::: Source data
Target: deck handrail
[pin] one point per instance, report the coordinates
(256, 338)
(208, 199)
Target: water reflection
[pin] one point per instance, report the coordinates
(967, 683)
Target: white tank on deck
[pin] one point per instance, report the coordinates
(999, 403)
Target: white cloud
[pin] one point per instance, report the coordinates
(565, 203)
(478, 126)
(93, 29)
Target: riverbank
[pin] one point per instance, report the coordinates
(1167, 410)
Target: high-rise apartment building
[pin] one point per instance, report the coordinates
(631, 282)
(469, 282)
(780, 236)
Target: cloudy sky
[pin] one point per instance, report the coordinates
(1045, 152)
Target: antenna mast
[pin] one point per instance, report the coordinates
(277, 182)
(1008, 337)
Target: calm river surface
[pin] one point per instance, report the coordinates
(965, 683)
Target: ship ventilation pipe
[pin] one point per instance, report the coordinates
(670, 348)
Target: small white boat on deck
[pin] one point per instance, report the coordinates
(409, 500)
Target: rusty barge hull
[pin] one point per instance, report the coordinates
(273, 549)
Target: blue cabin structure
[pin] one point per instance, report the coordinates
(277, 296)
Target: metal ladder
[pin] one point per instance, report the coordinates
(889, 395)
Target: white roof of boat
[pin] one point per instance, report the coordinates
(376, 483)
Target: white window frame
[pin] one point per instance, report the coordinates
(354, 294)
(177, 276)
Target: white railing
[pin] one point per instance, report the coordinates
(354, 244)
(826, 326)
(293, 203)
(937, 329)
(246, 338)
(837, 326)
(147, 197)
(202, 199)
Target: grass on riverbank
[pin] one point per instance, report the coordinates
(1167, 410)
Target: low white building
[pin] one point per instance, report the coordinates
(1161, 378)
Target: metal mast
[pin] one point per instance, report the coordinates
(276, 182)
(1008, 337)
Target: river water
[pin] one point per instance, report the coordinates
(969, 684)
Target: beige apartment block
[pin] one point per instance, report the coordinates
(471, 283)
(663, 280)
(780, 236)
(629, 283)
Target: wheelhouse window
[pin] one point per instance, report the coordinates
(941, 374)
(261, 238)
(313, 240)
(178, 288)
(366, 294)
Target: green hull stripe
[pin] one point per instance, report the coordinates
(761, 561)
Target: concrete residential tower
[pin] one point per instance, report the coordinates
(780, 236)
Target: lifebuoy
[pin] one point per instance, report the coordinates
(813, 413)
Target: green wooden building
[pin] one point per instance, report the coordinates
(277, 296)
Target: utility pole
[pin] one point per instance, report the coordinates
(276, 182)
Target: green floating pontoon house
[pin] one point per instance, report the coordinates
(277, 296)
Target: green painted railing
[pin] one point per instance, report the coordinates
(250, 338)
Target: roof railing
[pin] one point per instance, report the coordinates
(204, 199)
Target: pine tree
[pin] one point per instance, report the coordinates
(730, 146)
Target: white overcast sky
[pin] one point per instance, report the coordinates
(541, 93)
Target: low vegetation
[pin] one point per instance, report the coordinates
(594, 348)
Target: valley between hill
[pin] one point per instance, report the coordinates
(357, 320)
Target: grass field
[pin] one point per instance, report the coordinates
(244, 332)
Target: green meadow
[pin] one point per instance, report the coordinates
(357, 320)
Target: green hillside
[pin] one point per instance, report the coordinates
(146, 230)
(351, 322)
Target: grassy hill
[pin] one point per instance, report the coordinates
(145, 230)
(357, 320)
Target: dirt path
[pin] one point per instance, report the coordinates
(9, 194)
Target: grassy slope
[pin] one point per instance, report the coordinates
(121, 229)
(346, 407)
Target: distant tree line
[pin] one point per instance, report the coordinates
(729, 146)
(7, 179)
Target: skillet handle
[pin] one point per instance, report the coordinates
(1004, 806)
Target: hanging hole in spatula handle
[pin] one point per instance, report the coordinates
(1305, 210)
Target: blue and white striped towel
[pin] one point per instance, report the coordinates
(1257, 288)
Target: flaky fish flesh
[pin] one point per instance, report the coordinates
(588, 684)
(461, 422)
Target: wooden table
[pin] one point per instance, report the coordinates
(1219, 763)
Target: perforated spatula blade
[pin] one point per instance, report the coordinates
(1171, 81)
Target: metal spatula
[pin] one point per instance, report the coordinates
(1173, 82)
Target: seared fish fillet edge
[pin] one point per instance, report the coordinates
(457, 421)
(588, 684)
::::::
• What you are asked to do: Your task is to retype all the records above with nothing left out.

• Your solution:
Target: deck handrail
[pin] one point per instance, report the coordinates
(256, 338)
(208, 199)
Target: water reflection
[pin] one point per instance, report the coordinates
(967, 683)
Target: white tank on deck
[pin] one point per instance, report the coordinates
(999, 403)
Target: white cloud
[pin] one point per instance, report the coordinates
(565, 203)
(478, 126)
(93, 29)
Target: riverbank
[pin] one point per instance, report the coordinates
(1167, 410)
Target: high-rise apartment building
[pin] one point per instance, report the coordinates
(631, 282)
(469, 282)
(780, 236)
Target: cloudy sky
[pin] one point per instance, report the coordinates
(1045, 152)
Target: antenna mast
[pin] one point per instance, report the coordinates
(277, 182)
(1008, 337)
Target: calm river surface
[pin] one point per instance, report the coordinates
(965, 683)
Target: ship ventilation pipe
[pin] one point per instance, report the coordinates
(670, 348)
Target: small white boat on deck
[pin] one point per instance, report the coordinates
(409, 500)
Target: rusty barge hull
[pin] one point per instance, report the coordinates
(273, 549)
Target: blue cabin structure
[pin] one point per instance, report the coordinates
(277, 296)
Target: metal ladder
[pin] one point per instance, report the coordinates
(889, 395)
Target: white roof of boat
[pin] one point per instance, report the coordinates
(376, 483)
Target: white window frame
[pin] one point per instance, report the coordinates
(354, 294)
(177, 276)
Target: white railing
[pin] one point per instance, report the coordinates
(354, 244)
(826, 326)
(293, 203)
(937, 329)
(246, 338)
(837, 326)
(147, 197)
(202, 199)
Target: grass on riverbank
[pin] one point per instance, report the coordinates
(1167, 410)
Target: low white building
[pin] one point per instance, report the coordinates
(1161, 378)
Target: metal mast
[pin] one point per instance, report the coordinates
(276, 182)
(1008, 337)
Target: river water
[pin] one point per instance, report the coordinates
(969, 684)
Target: beige apartment block
[pin] one point per instance, report the coordinates
(471, 283)
(663, 280)
(780, 236)
(629, 283)
Target: wheelhouse window
[pin] one point per instance, report the coordinates
(941, 374)
(261, 238)
(313, 240)
(178, 288)
(366, 294)
Target: green hull stripe
[pin] one point per instance, report the coordinates
(761, 561)
Target: concrete residential tower
[pin] one point per instance, report the coordinates
(780, 236)
Target: lifebuoy
[pin] one point per instance, report the coordinates
(813, 413)
Target: green wooden building
[pin] one point per instance, report the coordinates
(277, 296)
Target: utility pole
[pin] one point per instance, report the coordinates
(276, 182)
Target: green floating pontoon house
[pin] one point per instance, report the coordinates
(277, 296)
Target: green painted railing
[pin] one point per instance, report the coordinates
(250, 338)
Target: roof railing
[pin] one point per instance, report the coordinates
(204, 199)
Target: pine tree
[pin] one point per instance, report the coordinates
(730, 146)
Target: white overcast sky
[pin] one point per instance, report the coordinates
(541, 93)
Target: low vegetation
[pin] one point per instance, report the coordinates
(594, 348)
Target: valley between hill
[pin] one point per instance, report the coordinates
(357, 320)
Target: grass field
[pin] one point per instance, report the coordinates
(244, 332)
Target: green meadow
[pin] one point per instance, report the coordinates
(357, 320)
Target: green hillside
[pin] one point per instance, report the coordinates
(146, 230)
(351, 322)
Target: grassy hill
[pin] one point per instance, report the coordinates
(145, 230)
(357, 320)
Target: dirt path
[pin] one point per instance, report the coordinates
(9, 194)
Target: grassy slope
[pin] one point per instance, report the coordinates
(121, 229)
(346, 407)
Target: distant tree line
[pin] one point per instance, report the coordinates
(729, 146)
(7, 179)
Target: skillet handle
[pin] one point per instance, report the coordinates
(1004, 806)
Target: hanging hole in spatula handle
[pin] one point per instance, report the coordinates
(1305, 210)
Target: blue and white striped towel
[pin] one point per instance, report the coordinates
(1257, 288)
Target: flaky fish flesh
[pin] one point per instance, report the coordinates
(588, 684)
(461, 422)
Target: wooden table
[pin] one point per instance, report the coordinates
(1219, 763)
Target: perforated spatula blade
[pin] one point per instance, report the coordinates
(1171, 81)
Target: metal spatula
[pin] one point per instance, report the coordinates
(1173, 82)
Target: seared fish fillet edge
[pin] one point per instance, report the coordinates
(457, 421)
(588, 684)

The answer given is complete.